YOUR TASK:
In the records below, locate each line containing the word "dark" and copy those lines. Only matches with the same capitalization count.

## begin

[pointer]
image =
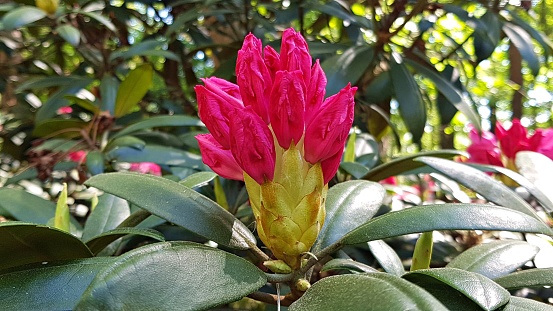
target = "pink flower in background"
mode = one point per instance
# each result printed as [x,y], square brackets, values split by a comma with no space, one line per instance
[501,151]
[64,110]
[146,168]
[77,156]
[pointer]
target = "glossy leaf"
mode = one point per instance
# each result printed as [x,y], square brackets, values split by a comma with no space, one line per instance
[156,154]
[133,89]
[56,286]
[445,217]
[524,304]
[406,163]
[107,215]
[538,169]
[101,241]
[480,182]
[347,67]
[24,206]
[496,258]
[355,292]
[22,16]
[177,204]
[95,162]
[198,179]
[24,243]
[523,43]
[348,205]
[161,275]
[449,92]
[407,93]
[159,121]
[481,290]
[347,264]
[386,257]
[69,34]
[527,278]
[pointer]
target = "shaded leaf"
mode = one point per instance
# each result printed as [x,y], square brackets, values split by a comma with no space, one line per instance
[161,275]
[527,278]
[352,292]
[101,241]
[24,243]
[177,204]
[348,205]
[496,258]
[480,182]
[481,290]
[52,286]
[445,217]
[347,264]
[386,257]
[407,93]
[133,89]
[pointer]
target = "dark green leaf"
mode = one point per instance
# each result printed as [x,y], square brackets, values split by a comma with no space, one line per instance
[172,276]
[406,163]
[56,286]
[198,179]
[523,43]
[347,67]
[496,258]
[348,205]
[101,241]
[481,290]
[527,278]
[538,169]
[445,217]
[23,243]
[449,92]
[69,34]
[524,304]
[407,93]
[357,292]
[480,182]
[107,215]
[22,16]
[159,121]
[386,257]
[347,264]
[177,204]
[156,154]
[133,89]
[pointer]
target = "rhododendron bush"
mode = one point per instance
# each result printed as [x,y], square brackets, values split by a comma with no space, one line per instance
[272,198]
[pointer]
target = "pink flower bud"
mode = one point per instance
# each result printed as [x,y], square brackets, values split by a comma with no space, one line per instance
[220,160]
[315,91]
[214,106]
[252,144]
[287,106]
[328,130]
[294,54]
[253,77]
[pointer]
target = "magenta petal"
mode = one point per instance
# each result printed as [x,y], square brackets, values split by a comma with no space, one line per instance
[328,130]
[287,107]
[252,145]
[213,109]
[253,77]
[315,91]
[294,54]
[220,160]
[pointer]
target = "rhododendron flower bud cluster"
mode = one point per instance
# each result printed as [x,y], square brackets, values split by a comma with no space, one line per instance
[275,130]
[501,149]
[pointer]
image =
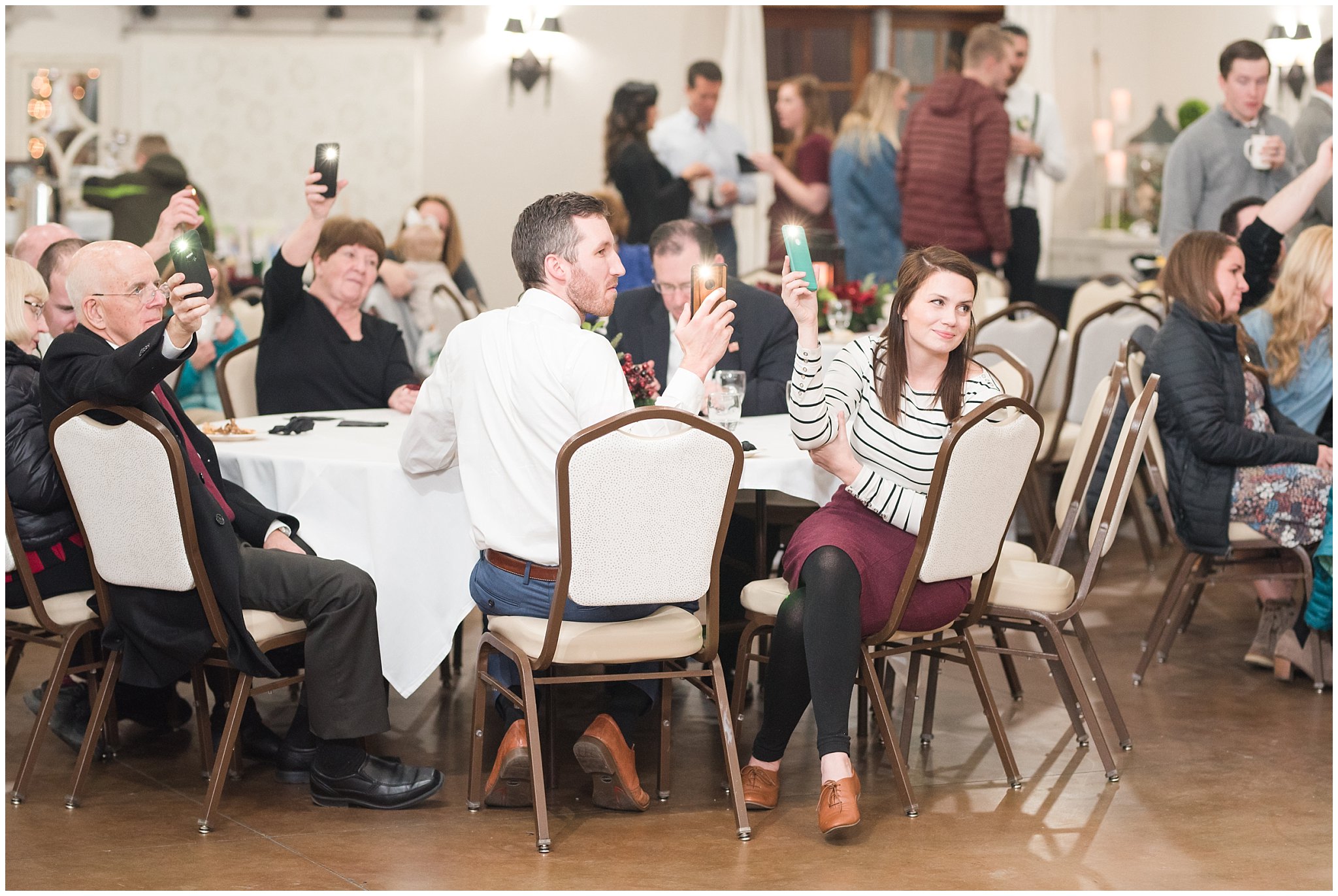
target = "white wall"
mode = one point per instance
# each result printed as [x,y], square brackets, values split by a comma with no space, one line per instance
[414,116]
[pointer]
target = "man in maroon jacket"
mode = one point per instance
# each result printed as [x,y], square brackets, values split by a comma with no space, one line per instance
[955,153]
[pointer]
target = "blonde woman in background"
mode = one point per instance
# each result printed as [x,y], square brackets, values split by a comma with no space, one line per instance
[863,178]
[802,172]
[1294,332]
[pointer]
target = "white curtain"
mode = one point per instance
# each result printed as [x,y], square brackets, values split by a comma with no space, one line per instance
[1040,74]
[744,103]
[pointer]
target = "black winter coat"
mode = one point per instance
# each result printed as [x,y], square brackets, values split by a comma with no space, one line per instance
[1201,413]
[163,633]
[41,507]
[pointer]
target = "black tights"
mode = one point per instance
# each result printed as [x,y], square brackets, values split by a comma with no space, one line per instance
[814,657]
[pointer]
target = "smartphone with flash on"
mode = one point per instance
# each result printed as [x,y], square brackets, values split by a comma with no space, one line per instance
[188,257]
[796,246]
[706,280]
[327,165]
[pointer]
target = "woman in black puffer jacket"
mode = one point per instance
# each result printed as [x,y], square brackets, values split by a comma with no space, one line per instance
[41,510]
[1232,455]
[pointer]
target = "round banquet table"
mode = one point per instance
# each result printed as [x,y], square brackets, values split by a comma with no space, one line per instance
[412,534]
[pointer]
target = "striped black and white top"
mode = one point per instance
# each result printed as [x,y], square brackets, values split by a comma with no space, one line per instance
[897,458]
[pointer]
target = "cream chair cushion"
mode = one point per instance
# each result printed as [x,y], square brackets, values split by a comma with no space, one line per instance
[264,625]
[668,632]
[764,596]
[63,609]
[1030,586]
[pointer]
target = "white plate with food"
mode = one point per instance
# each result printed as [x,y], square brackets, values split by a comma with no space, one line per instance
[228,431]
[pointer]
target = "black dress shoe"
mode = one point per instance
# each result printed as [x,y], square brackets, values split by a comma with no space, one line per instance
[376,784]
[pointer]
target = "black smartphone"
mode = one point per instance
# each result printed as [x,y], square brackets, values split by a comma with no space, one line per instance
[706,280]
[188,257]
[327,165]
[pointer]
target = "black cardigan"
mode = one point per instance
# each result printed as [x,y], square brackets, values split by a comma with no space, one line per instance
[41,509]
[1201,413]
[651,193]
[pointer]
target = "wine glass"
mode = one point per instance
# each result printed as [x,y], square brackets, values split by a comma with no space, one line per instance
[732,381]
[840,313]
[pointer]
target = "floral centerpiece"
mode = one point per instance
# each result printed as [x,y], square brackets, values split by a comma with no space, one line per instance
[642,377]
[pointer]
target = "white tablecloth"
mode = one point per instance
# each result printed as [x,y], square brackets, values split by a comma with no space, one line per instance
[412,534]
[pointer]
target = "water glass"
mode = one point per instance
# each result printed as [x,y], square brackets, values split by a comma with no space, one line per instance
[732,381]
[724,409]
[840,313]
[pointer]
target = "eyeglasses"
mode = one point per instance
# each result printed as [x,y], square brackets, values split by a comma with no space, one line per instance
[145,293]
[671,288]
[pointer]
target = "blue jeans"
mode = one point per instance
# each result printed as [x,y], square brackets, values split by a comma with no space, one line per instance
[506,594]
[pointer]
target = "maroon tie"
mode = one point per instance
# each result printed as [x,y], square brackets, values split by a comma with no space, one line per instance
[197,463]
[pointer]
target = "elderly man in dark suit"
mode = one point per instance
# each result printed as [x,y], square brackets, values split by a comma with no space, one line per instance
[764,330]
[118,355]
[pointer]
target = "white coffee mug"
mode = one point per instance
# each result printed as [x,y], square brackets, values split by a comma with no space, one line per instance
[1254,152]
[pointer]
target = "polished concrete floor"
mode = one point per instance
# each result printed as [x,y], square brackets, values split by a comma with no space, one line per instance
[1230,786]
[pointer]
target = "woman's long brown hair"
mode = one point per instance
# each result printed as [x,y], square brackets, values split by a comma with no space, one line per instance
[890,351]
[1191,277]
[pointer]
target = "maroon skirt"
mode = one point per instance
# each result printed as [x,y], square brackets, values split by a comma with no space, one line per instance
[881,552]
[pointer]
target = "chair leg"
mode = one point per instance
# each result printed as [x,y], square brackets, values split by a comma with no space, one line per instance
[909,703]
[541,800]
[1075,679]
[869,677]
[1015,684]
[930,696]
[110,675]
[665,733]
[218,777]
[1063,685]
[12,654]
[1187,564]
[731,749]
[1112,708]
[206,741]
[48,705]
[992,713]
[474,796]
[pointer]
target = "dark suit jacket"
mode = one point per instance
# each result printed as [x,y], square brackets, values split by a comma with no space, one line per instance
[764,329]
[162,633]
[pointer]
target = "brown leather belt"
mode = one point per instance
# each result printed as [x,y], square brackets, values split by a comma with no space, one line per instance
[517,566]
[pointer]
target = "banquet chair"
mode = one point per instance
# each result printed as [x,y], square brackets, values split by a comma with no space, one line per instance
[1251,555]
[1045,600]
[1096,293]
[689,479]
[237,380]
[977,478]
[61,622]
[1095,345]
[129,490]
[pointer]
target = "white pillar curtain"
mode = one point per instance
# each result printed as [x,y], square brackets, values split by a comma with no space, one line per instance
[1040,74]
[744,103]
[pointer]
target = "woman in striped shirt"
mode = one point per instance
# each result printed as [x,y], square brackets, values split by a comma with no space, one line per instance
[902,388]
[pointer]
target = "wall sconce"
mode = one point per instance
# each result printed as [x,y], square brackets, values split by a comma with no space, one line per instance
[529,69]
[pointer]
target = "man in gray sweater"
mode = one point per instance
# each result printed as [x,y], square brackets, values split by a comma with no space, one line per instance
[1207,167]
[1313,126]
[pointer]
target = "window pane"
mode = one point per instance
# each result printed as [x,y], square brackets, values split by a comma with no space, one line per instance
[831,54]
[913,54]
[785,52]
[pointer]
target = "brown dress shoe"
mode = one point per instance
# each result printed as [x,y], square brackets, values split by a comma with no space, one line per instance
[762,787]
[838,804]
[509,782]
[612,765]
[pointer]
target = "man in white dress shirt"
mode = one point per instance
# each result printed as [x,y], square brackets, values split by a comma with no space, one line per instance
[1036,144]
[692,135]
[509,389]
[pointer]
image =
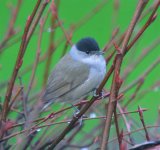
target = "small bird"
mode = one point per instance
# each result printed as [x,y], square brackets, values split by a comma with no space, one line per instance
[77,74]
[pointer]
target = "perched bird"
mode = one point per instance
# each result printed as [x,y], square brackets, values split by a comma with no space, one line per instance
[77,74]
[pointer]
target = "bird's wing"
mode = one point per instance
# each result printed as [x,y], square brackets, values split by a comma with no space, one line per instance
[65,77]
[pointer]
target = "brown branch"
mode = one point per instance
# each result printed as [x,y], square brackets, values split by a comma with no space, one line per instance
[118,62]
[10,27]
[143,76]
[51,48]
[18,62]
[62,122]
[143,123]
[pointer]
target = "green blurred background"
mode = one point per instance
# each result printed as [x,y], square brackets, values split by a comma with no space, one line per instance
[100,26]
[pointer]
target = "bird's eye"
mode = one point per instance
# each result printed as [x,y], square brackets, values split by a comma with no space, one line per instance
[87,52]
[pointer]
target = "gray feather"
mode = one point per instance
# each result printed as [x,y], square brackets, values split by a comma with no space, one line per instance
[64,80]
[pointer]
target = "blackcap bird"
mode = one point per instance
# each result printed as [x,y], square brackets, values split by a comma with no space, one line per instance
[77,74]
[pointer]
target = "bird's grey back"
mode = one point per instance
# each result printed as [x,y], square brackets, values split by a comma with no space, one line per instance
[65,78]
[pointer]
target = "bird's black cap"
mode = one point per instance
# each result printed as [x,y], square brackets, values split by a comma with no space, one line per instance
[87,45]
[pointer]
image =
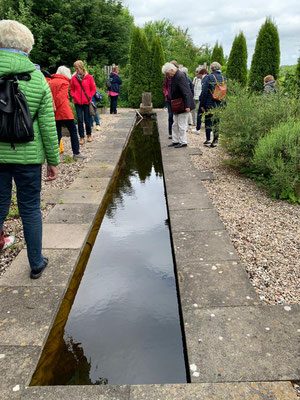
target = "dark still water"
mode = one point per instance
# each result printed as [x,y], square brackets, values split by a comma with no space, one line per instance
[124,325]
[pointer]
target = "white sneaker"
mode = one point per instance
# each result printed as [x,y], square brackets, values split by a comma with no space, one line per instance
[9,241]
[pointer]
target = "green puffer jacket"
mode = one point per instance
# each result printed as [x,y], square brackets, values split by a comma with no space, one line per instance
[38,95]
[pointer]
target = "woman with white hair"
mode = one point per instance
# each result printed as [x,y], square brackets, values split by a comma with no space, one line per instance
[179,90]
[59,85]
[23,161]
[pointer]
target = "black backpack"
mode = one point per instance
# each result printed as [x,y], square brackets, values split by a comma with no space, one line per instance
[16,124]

## end

ANSWER:
target = "dark green leaf"
target = "elderly man in dark suit"
target = "dark suit jacket"
target = "dark still water"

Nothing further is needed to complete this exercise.